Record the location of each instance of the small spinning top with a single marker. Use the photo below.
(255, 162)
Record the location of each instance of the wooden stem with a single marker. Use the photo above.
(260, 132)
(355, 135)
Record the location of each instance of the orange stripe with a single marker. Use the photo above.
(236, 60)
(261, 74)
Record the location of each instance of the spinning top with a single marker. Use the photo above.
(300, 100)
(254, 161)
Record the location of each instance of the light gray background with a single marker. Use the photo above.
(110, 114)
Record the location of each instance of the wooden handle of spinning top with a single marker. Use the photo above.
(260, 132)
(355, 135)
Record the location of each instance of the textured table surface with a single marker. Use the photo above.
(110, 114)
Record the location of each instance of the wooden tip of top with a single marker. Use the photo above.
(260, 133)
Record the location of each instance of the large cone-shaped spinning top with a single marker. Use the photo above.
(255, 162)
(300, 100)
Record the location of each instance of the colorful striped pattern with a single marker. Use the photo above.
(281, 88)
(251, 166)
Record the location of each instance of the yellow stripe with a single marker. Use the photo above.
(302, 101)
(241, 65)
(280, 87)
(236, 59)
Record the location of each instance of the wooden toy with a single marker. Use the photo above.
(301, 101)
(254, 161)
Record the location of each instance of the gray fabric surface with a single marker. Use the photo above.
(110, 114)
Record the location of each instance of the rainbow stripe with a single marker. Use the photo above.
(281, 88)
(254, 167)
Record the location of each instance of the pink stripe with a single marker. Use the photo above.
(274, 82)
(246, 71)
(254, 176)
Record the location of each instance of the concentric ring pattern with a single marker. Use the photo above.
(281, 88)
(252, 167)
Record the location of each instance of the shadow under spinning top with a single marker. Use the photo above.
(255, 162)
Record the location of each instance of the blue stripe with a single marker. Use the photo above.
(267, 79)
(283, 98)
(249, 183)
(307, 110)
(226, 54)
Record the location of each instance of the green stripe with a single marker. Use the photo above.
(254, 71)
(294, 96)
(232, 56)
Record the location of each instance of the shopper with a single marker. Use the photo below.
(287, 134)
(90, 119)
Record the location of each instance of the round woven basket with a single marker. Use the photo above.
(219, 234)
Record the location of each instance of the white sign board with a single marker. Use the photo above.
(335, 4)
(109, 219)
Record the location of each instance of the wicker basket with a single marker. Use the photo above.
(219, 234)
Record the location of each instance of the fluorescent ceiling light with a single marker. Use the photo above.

....................

Print every record above exactly as written.

Record the location of each instance of the small spinning top with a single marker. Use the photo below.
(255, 162)
Record the location of each instance of the wooden stem with a single marker. Use the photo above.
(260, 132)
(355, 135)
Record the location of each instance of the orange stripe with a single marker. Use the photo above.
(236, 60)
(261, 74)
Record the location of each instance of the spinning top with a single marker. Use the photo above.
(300, 100)
(254, 161)
Record the location of each instance of the light gray background with a single marker. Use the photo above.
(110, 114)
Record the location of each instance of the wooden handle of spinning top with a single marker. Use the photo above.
(260, 132)
(355, 135)
Record the location of each instance of the textured table surface with a single marker. Use the photo above.
(110, 114)
Record the location of each instance of the wooden tip of top with a single marker. Use the photo above.
(260, 133)
Record the location of each instance of the large cone-shaped spinning top with a single marker. Use the photo above.
(255, 162)
(300, 100)
Record the location of each instance of the colorful striped pattern with a single marker. Use the photo above.
(281, 88)
(251, 166)
Record the location of each instance of the yellow stripe with a single marker. Use the photo above.
(302, 101)
(241, 65)
(280, 87)
(236, 59)
Record the location of each instance of the wooden toy with a single marker. Use the photo above.
(301, 101)
(254, 161)
Record the location of each instance of the gray fabric surface with a single marker. Use the photo above.
(110, 114)
Record the location of each instance of the rainbow stripe with a single marker. Use the photo above.
(281, 88)
(254, 167)
Record the location of each instance of the pink stripe with a single marker. Use the photo above.
(274, 82)
(246, 71)
(254, 176)
Record the location of each instance of the concentric ring pattern with a single marker. Use the photo above.
(281, 88)
(252, 167)
Record the location of each instance of the shadow under spinning top with a single marker. Use the photo above.
(255, 162)
Record the location of each instance of the blue stripe with a single marker. Use the photo above.
(267, 79)
(283, 98)
(249, 183)
(307, 110)
(226, 54)
Record the location of each instance of the green stripe with a single marker. Use the photo above.
(254, 71)
(294, 96)
(232, 56)
Record the location of each instance of the shopper with a single marker. Use the photo below.
(287, 134)
(90, 119)
Record the location of each instance of the round woven basket with a single marker. Use the photo above.
(219, 234)
Record the location of each instance of the white sign board with a single marker. Use the photo above.
(335, 4)
(109, 219)
Record the location of each instance of the wicker basket with a single marker. Use the photo above.
(219, 234)
Record the location of each instance of the fluorescent ceiling light with a single marker. Use the photo above.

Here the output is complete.